Work task:
Work out how many lines of the data below hold the string "Provide". Answer with that number alone.

:::

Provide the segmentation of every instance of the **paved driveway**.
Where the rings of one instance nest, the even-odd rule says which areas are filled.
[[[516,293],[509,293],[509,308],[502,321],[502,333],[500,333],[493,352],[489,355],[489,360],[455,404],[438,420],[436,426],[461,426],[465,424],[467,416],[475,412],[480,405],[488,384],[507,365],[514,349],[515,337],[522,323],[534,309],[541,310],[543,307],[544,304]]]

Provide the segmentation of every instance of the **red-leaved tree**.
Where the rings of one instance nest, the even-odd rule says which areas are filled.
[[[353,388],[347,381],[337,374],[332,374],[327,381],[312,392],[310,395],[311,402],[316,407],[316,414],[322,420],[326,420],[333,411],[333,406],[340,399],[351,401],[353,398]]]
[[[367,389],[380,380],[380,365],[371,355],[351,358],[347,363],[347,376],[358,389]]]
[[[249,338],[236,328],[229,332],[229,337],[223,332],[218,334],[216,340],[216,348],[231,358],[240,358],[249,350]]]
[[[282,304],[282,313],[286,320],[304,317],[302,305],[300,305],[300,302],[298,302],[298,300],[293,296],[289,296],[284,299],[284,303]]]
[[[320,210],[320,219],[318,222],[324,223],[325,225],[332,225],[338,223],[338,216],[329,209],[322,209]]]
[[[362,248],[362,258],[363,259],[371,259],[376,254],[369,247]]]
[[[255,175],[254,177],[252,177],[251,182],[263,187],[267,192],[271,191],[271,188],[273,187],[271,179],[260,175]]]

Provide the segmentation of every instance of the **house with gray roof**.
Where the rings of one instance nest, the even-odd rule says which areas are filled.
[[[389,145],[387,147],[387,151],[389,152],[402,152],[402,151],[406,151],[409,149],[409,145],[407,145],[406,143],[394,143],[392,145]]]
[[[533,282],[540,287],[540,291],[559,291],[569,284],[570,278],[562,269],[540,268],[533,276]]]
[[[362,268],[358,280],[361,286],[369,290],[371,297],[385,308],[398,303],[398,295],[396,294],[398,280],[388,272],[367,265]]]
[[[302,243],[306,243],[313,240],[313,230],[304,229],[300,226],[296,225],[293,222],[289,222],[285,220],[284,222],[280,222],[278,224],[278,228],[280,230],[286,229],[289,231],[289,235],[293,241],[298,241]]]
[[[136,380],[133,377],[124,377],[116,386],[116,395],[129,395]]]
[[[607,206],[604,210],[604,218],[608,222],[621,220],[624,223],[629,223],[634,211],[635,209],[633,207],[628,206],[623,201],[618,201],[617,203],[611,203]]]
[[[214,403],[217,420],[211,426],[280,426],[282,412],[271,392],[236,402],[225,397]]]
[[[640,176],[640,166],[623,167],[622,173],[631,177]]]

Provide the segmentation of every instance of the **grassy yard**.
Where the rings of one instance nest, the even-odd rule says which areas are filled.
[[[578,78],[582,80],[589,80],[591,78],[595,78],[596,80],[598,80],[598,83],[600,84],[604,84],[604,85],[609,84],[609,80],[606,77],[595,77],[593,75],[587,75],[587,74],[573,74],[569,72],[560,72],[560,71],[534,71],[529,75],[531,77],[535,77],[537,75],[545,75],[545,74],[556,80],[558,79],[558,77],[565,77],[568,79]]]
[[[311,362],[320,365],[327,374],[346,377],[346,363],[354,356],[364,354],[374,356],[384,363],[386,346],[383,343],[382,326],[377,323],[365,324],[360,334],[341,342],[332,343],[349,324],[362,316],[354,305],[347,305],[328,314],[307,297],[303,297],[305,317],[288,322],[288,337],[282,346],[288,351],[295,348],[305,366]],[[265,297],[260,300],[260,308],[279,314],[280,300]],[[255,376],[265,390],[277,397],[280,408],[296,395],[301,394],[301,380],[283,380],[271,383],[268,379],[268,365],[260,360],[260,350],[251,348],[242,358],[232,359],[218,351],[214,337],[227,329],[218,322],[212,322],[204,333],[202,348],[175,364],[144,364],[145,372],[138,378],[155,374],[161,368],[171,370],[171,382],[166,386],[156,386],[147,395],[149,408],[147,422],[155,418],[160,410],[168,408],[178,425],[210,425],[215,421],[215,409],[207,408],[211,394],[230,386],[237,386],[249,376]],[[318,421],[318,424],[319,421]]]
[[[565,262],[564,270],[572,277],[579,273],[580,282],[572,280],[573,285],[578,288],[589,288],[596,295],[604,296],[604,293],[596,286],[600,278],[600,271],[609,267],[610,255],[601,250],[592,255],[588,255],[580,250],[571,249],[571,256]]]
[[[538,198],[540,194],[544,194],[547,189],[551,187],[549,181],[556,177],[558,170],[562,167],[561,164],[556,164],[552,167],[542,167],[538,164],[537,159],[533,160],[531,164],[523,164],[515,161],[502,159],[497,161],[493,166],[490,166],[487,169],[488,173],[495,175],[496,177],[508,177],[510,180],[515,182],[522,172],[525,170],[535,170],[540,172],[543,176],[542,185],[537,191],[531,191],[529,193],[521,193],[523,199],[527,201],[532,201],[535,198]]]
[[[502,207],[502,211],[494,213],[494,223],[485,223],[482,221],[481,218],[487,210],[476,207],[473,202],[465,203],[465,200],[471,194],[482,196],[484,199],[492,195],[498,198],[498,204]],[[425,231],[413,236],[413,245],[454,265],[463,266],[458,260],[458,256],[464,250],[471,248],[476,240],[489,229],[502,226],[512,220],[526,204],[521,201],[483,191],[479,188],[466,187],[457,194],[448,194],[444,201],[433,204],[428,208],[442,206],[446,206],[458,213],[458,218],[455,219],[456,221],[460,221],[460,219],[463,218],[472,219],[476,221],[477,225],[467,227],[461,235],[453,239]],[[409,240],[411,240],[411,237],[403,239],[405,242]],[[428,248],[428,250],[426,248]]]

:::

The answer:
4